:: EXERCISE DATA

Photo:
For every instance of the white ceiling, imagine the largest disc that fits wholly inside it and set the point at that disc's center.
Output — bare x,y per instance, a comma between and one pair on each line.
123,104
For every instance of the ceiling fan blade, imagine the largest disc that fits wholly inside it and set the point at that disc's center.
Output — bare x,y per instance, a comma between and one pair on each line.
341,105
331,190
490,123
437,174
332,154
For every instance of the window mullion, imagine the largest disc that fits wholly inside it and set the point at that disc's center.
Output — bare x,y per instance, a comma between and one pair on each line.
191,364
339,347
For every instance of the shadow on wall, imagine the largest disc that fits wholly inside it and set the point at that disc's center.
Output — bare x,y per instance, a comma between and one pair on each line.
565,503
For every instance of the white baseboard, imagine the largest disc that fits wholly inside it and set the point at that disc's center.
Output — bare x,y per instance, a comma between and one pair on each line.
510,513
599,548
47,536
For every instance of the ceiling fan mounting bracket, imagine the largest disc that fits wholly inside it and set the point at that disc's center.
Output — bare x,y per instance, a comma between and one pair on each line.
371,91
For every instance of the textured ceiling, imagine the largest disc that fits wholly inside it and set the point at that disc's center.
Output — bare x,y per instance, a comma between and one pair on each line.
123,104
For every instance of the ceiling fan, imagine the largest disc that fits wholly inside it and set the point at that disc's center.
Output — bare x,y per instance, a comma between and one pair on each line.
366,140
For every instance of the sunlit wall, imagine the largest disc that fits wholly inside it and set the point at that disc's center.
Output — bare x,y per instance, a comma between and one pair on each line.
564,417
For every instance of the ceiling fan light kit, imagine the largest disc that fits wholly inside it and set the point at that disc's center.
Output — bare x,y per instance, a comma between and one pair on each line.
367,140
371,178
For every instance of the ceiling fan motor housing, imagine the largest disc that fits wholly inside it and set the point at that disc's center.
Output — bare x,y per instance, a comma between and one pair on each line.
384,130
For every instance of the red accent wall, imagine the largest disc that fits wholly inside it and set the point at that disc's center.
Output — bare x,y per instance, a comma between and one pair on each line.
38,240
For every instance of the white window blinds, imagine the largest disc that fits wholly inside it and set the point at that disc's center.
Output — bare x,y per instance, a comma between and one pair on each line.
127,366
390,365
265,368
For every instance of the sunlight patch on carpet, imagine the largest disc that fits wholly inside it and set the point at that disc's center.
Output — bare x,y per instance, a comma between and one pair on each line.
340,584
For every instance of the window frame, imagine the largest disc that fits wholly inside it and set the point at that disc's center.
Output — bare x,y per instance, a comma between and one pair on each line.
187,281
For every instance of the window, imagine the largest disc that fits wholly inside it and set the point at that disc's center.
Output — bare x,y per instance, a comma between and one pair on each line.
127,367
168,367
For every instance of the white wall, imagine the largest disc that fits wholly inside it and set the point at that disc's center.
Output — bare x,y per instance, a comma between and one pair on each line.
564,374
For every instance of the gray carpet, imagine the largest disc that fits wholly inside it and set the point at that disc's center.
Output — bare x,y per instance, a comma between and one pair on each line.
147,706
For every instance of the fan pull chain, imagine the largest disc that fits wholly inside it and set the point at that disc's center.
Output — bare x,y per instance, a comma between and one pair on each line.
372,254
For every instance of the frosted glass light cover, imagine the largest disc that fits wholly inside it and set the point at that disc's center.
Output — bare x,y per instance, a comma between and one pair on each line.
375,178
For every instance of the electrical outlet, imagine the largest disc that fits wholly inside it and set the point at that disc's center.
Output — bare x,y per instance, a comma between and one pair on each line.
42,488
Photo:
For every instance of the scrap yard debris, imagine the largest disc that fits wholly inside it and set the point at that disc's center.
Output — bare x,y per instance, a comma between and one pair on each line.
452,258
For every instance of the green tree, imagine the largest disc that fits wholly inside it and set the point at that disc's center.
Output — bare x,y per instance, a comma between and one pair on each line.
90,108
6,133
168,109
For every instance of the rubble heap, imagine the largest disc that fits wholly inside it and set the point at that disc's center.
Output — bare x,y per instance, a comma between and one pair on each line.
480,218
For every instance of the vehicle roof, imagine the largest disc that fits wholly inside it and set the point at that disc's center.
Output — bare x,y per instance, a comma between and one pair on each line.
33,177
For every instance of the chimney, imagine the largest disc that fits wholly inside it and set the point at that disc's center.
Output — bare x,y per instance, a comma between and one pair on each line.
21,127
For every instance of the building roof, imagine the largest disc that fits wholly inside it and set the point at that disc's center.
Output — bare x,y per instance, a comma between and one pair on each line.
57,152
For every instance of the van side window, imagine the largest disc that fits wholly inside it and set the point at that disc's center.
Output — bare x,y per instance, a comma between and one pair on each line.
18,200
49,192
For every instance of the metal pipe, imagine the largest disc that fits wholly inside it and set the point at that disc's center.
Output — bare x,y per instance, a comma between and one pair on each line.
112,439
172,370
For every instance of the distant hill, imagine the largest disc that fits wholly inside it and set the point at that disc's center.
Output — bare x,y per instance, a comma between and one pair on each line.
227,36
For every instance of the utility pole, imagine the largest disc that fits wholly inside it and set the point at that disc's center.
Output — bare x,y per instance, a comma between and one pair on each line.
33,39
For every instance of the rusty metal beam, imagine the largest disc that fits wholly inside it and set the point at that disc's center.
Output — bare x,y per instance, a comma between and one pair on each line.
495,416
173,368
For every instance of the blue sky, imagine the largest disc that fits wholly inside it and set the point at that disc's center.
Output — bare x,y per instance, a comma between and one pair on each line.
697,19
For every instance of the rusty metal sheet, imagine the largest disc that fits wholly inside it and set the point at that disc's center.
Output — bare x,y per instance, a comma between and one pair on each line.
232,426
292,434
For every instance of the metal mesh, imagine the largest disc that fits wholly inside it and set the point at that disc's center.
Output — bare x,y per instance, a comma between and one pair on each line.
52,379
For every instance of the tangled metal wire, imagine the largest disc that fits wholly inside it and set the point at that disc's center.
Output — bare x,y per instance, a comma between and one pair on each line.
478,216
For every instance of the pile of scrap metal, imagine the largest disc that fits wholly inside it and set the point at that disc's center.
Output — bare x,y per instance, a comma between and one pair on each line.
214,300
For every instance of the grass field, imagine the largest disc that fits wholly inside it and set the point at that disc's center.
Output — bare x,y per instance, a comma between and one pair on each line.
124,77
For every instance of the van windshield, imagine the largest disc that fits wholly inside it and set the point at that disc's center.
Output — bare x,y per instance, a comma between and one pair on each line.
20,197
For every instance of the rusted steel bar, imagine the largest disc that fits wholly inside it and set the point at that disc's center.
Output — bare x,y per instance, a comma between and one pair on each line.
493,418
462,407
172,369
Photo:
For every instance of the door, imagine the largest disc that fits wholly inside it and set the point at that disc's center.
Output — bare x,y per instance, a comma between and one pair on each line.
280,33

::::

→ **EXERCISE**:
Return the entries above exactly, each one complete.

→ **SOLUTION FOR THIS PROBLEM**:
Photo:
For every instance of the white ceiling, imagine the largest disc that fits wholly inside it and set the point at that disc's center.
Output — bare x,y per instance, a comma between and one pair on each line.
123,104
For every instance of the ceiling fan blade, imagine the largest disc that fits wholly inside it and set the point at that disc's center.
Output — bare x,y per instance, a comma between and one pair on each line.
341,105
331,190
490,123
437,174
332,154
For every instance of the window mullion, imagine the largest disc that fits wholly inside it and set the point at that disc's center.
Output — bare x,y per instance, a comma between and one pair on each line.
191,364
339,347
For every instance of the shadow on wall, imagine the largest disc that fits wholly inside it and set the point at that disc's center.
Output — bare x,y per instance, a comma between and one pair on each line.
565,503
For every instance of the white baseboard, imagine the largest disc that fits wholly inside it and set the point at that disc's center.
Output — bare x,y per instance, a comma between and one pair on each line.
510,513
599,548
47,536
For every instance of the ceiling fan mounting bracket, imagine the largest disc that fits wholly inside it and set the point at that disc's center.
Output — bare x,y per instance, a comma between and one pair on each line.
371,91
For every instance of the textured ceiling, imagine the largest disc that fits wholly inside it and set the point at that disc's center.
Output — bare x,y per instance, a comma between and one pair on each line.
123,104
For every instance of the ceiling fan, imagine the largest disc that fits wholly inside it and set the point at that disc's center.
Output — bare x,y per instance, a comma between and one pair on each line.
366,140
For every instance of the sunlit wall, imagine the largest disc that fits wholly inside it and set the point at that disc's center.
Output — bare x,y per instance, a comma between and one pair on each line.
564,417
For every instance of the ceiling fan light kit, imagine the largest disc that fits wholly inside it and set the point at that disc's center.
Output — bare x,y per instance, a comma between and one pair on each line.
367,140
371,178
For every instance of the ceiling fan motor housing, imagine the largest disc that fits wholly inside it and set the point at that disc's center.
Output — bare x,y per instance, a comma between and one pair on each line.
384,130
For every instance of the red accent wall, imagine the largest disc that fits wholly inside it and set the point at that disc's center.
Output — bare x,y per instance, a comma between and one pair on each line.
38,240
For every instance of the white window blinds, imagine the largest disc that fits wholly inside it and set the point at that disc's center.
Output — bare x,y per instance, a comma between and one pair on each line.
127,366
390,365
265,368
For every instance of the sunlight patch on carpet, imagine the largest disc that fits wholly inside it and set the point at that disc's center.
Output — bare x,y per instance, a comma between and one pair on each line.
340,584
For every instance of the window frame, imagine the largest disc that fits wholly inside it and set the point at that disc's center.
Output — bare x,y per instance, a comma between and one pair on each line.
187,281
For every instance of the window, imagine the largest disc that fits wholly inside it and set the point at that disc's center.
Output — bare x,y per instance, a comma between and one pair on each line.
127,367
168,367
For every instance of the white wall, imagine the largest disc that fits wholly inside it and set the point at that disc's center.
Output — bare x,y per instance, a comma between and one pair on each line.
564,374
For every instance of the gray carpet, imagine the largest disc that fits wholly inside it and set the point at that disc's center.
Output — bare x,y per instance, a comma between and one pair on each line.
147,706
For every instance of the fan pull chain, imagine the largest disc that fits wholly inside it and set the point at that disc's center.
Output — bare x,y per instance, a comma between and one pair on each line.
372,254
For every instance of the frosted glass light cover, imagine the largest disc that fits wholly inside it and set the point at that disc's center.
Output — bare x,y per instance, a comma between and one pair on each line.
375,178
For every instance of the electrical outlet, imagine the largest disc that fits wholly inside it and set the point at that disc's center.
Output — bare x,y per instance, a comma between and one pair on each line.
42,488
Photo:
For every instance of the scrap yard debris, imagine the largest disc that fits wholly inside it and set the point at that disc's center.
Output — bare x,y per instance, a comma between and one pair on each line.
452,258
For every instance of the green tree, imagine the largest disc that fits wholly inside it and set the point at that disc's center.
Output — bare x,y per instance, a comma between and one pair on each line.
90,108
6,133
168,109
For every instance of the rubble heap, imagine the largest disc that fits wholly inside it and set the point at that disc's center.
Output — bare x,y per instance, a comma between and one pair on each line.
480,218
For every instance of the vehicle roof, imagine the largest disc that fits wholly inside it and set the point at that disc's center.
Output — bare x,y per instance, a comma between and one pair on each line.
33,177
For every instance of the chimney, imagine the largest disc that fits wholly inside it and set the point at that disc's center.
Output — bare x,y per instance, a comma between and one pair on each line.
21,127
For every instance of the building roof, imagine the largest disc that fits wholly inside it and set the point at that disc's center.
Output — bare x,y per instance, a comma between and one pair on each line.
57,152
For every instance of the van side window, imagine the largest disc that fits wholly inside it and set the point at that disc's center.
Output — bare x,y per instance, a comma between and one pair on each line.
18,200
49,192
For every instance of the metal pipe, imagine the largest disc that fits wholly inside it and set the point at that disc's center.
Output — bare x,y per instance, a comma between and one pair on each line.
112,439
172,370
For every instance of the distant hill, imagine the largest disc that fits wholly inside it and set the point at that disc's center.
Output — bare x,y per instance, a comma between and one pair on each line.
227,36
For every instance of the utility pole, imagine the largest disc that fits wholly inside it and set the point at that disc's center.
Output — bare x,y per instance, a comma between and one pair on each line.
33,39
For every instance of the rusty metal beam, imagine the largest disc that fits wholly inside it and set the point at that disc's center.
Output — bare x,y per instance, a comma between and one pair on each line.
495,416
173,368
For every instance of the blue sky, imagine the largest disc that fits wholly inside it and set the point at that disc's center.
Output — bare x,y per instance, a comma between and one pair on each line.
697,19
For every instance of the rusty metal sheet, imagine the largest disc that fits wholly inside it and set the point at that disc's center.
Output — bare x,y per instance, a comma between and one pair on each line.
232,426
292,434
For every instance of the metal mesh, imagine the largest disc that fits wholly inside it and set the point at that disc's center.
Output — bare x,y per instance, a comma between and one pair on each line.
52,379
For every instance of the tangled metal wire, imagine the largest disc that fits wholly inside it and set the point at that disc's center.
Output — bare x,y per instance, a comma between and one pair on each line.
478,216
For every instance of the pile of scrap metal, imagine the largest disc that fits wholly inside it and set the point at that disc's center.
Output — bare x,y per instance, a comma between and one pair on each line.
214,300
For every instance of the grass field, imagine the largest disc that fits wholly inside it and set the point at that disc's center.
Output — bare x,y per instance, a comma between and one pair on each line.
124,77
For every instance of the van windshield, imagine the largest disc that fits wholly inside it and set the point at that disc's center.
Output — bare x,y per instance, a comma between and one pair on each line.
20,197
For every instance of the rusted steel bar, imagine the largest disc that fits wholly inside it and set the point at that disc's center.
Output — bare x,y per instance, a comma between and one pair on each line.
493,418
462,407
172,369
Photo:
For every instance of the door, imagine the largest disc that fits wholly inside it and set the point at that disc's center.
Output — bare x,y per instance, a comma between and one pair on each line.
280,33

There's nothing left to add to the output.